Passage shown —
↓
1) Transformers: Revenge of the Fallen
Michael Bay/USA/2009
Aside from the fact that I found the film to be more than a little racist (have you seen the Autobot Twins?!) and sexist there is also the fact that this movie is just very poorly made on a basic fundamental level. The narrative is incoherent. The fast-cutting nature of Bay’s music video-style direction is disorientating and the film is also overlong, running at 150 minutes! The lead actors have zero charisma and the spectacle of seeing huge CGI robots punching each other quickly wears off. Add to that all the misplaced sex humour in this ‘12A’ certificate movie and a dizzying number of “comedy” sub-plots. I hated the first one, but this easily managed to top it. Forget worst film of the decade, ‘Transformers 2’ is easily my least favourite film ever made.
As with the “best films” list, here are 15 more bad films from the last decade that didn't quite make the cut:
Hitchhiker’s Guide to the Galaxy (2005)
Hancock (2008)
Kill Bill: Part Two (2004)
Inland Empire (2006)
Austin Powers in Goldmember (2007)
King Kong (2005)
Harry Potter and the Goblet of Fire (2005)
Gangs of New York (2000)
Planet of the Apes (2001)
Star Wars: The Clone Wars (2008)
Superman Returns (2006)
Men in Black (2002)
Indiana Jones and the Kingdom of the Crystal Skull (2008)
Star Wars Episode II: Attack of the Clones (2002)
The Ladykillers (2004)
Like most people, I tend to avoid seeing critically savaged films as a rule. So the universally slated likes of ‘Norbit’, ‘Epic Movie’ and ‘Catwoman’ have escaped being named here. It is definitely the case that there will be many worse films than I have selected here, certainly on a technical level, but these are the ones I hated most. None of the following (with the possible exception of one film) are even “funny bad”. Instead they are irredeemably empty, soulless, waste-of-time experiences.
↑
Set exercise 1 —
Reproduce the passage of the review of bad films above between "As with the" and "Clone Wars (2008)", inclusive.

Listed entries —
↓
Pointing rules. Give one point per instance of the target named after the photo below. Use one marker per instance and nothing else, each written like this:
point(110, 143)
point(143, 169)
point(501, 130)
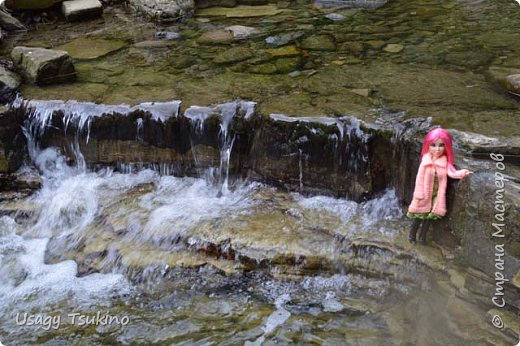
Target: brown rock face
point(333, 156)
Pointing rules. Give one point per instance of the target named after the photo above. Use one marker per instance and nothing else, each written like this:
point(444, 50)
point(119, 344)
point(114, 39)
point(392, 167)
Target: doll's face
point(437, 148)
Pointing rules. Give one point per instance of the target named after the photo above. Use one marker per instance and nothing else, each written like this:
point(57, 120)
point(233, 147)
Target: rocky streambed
point(277, 219)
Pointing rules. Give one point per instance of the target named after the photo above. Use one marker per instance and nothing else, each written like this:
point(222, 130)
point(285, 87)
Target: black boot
point(423, 231)
point(413, 231)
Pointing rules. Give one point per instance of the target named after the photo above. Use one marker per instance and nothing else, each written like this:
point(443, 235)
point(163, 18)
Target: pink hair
point(434, 135)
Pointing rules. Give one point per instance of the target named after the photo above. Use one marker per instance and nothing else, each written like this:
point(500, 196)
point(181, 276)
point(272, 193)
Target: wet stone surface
point(413, 56)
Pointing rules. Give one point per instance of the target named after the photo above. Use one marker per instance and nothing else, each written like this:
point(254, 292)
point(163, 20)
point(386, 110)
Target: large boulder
point(76, 10)
point(30, 4)
point(43, 66)
point(9, 23)
point(164, 10)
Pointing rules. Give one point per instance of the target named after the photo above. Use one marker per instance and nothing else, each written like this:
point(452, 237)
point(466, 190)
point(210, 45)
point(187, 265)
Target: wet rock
point(4, 165)
point(393, 48)
point(30, 4)
point(9, 23)
point(253, 2)
point(319, 42)
point(241, 31)
point(267, 68)
point(167, 35)
point(284, 39)
point(76, 10)
point(349, 3)
point(508, 323)
point(44, 66)
point(91, 47)
point(234, 54)
point(216, 37)
point(335, 17)
point(513, 83)
point(240, 11)
point(291, 50)
point(164, 10)
point(376, 44)
point(9, 83)
point(286, 65)
point(217, 3)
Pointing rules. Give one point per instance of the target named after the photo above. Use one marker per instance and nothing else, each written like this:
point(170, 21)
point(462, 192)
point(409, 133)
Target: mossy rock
point(267, 68)
point(232, 55)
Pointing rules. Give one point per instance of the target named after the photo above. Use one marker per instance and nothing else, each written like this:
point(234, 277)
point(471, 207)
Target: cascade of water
point(226, 113)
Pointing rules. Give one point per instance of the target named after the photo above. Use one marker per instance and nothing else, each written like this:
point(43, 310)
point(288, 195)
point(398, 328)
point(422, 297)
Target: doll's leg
point(424, 229)
point(413, 231)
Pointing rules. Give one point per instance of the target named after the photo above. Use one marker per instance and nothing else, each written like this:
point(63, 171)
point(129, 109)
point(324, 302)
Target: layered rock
point(76, 10)
point(334, 156)
point(9, 23)
point(44, 66)
point(30, 4)
point(9, 83)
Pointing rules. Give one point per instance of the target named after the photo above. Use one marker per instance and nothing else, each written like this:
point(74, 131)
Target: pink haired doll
point(429, 196)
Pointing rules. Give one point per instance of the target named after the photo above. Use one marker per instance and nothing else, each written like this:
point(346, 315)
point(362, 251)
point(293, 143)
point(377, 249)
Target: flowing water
point(212, 260)
point(138, 256)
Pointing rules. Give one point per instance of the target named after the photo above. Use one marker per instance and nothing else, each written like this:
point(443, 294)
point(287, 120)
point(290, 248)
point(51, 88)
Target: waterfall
point(226, 114)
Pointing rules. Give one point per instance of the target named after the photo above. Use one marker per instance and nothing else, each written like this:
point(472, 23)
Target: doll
point(429, 196)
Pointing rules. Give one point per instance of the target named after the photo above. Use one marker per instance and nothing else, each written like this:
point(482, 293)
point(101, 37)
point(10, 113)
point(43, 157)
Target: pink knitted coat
point(422, 195)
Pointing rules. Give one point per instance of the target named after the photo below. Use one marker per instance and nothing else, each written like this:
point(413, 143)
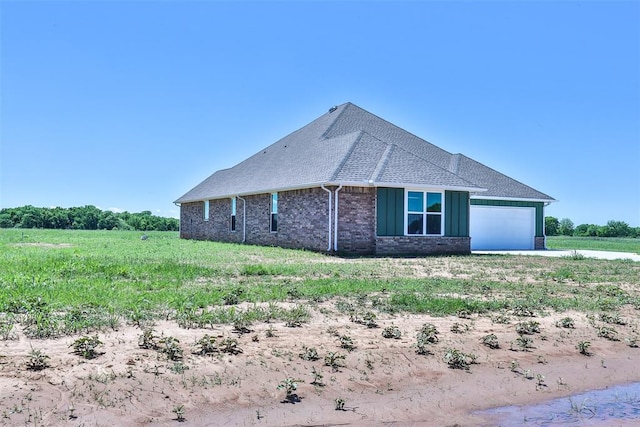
↑
Set exercise 2 —
List every line of the records that contains the string "pink", treating uppercase and lowercase as different.

Full solution 1 —
As with the “best films” list, here are 15 more bad films from the last decade that didn't quite make the cut:
Hitchhiker’s Guide to the Galaxy (2005)
Hancock (2008)
Kill Bill: Part Two (2004)
Inland Empire (2006)
Austin Powers in Goldmember (2007)
King Kong (2005)
Harry Potter and the Goblet of Fire (2005)
Gangs of New York (2000)
Planet of the Apes (2001)
Star Wars: The Clone Wars (2008)

Full solution 2 —
Target: pink hair
Target: pink haired doll
Target: pink knitted coat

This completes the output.